_Text block_:
* * * * * * * * *
This post was going to be a plot summary, perhaps a tidbit of what it is that I'm writing. Instead, this post is going to be about bravery, and writing. You can thank my friend/landlady for that.
I was happily preparing dinner and having a conversation with my friend/landlady about my plans for the summer, and casually mentioned that I was working on a novel. Her reaction to this was not one that I was expecting. She told me she thought that writers were brave.
I found this idea odd. I normally associate bravery with firefighters running into burning buildings, kids standing up for a bullied peer, facing a terminal diagnosis with determination and the willingness to leave a legacy behind that will maybe stop future people from having that same terminal diagnosis. To me, bravery is action in situations where most people would rather runaway and hide, and I suppose, a state of mind.
I thought about it some more, and decided that yes, there were definitely brave writers out there. War correspondents, investigative journalists, people who actively seek out darkness to illuminate it, to drag it kicking and screaming into the light so that hopefully, something will be done about it. The writers who risk their lives and careers to find truth, and bring change.
I continued thinking about it, stretching the definition of bravery to small every day acts. Saying hello to a stranger. Asking a man taking pictures of underage girls on the bus whether or not he had permission to do so. Accepting the consequences of your own actions.
When I framed it that way, I began to understand. Writing, for anyone, is an act of love. I'm sure there are a lot more eloquent people out there who have talked about what writing is, using birth metaphors and everything else...but I firmly believe that anyone serious about what they are writing, is writing it out of love. Love of the story, love of the characters, love of the truth, love of the crafting of sentences, love of words, love of sounds and images and expression. Above all, love of self. Writing is the most personal expression of self there is, even if you're not talking about yourself. Because if you're writing a journal article, an essay, a novel, a poem, a song, and you need to write it so much that it hurts, it's because what you're writing about is important to you.
* * * * * * * * *
_Information shown_:
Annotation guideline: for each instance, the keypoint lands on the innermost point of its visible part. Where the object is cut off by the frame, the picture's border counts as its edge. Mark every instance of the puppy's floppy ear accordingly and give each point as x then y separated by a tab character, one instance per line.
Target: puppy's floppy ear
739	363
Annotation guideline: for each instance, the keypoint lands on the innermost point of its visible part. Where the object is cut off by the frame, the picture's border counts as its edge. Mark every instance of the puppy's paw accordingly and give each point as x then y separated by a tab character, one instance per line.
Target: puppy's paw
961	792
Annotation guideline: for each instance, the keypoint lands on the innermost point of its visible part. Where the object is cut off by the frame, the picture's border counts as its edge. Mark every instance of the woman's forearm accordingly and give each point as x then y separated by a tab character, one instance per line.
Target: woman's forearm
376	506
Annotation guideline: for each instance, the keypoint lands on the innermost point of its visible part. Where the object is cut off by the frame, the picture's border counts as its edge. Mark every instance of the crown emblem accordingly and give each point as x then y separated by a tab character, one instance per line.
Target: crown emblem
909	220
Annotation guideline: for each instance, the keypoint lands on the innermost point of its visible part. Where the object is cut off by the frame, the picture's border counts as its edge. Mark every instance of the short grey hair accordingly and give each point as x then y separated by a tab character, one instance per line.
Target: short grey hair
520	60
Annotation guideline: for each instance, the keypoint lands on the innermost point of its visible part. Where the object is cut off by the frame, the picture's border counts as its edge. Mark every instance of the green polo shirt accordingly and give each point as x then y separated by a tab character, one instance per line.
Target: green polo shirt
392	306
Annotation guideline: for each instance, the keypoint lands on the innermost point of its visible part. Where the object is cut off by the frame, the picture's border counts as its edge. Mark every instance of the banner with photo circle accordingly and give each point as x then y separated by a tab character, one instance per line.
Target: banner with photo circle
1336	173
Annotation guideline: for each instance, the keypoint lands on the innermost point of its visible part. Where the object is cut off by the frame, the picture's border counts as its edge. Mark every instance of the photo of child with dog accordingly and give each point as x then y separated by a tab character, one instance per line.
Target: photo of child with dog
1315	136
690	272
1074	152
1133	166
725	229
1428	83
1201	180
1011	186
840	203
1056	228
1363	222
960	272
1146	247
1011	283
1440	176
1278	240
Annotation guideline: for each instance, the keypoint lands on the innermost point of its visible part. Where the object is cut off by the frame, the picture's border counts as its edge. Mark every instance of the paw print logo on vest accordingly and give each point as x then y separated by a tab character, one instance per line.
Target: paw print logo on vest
* * * * * * * * *
_Work task 1_:
Reproduce the passage of the post on writing and bravery from "When I framed" up to and including "important to you.".
_Work task 2_:
Answer these questions about the post on writing and bravery:
(a) What was the writer preparing during the conversation about summer plans?
(b) What does the writer say writing is, for anyone?
(c) Which two kinds of writers are named first as definitely brave?

_Answer space 1_:
When I framed it that way, I began to understand. Writing, for anyone, is an act of love. I'm sure there are a lot more eloquent people out there who have talked about what writing is, using birth metaphors and everything else...but I firmly believe that anyone serious about what they are writing, is writing it out of love. Love of the story, love of the characters, love of the truth, love of the crafting of sentences, love of words, love of sounds and images and expression. Above all, love of self. Writing is the most personal expression of self there is, even if you're not talking about yourself. Because if you're writing a journal article, an essay, a novel, a poem, a song, and you need to write it so much that it hurts, it's because what you're writing about is important to you.

_Answer space 2_:
(a) Dinner.
(b) An act of love.
(c) War correspondents and investigative journalists.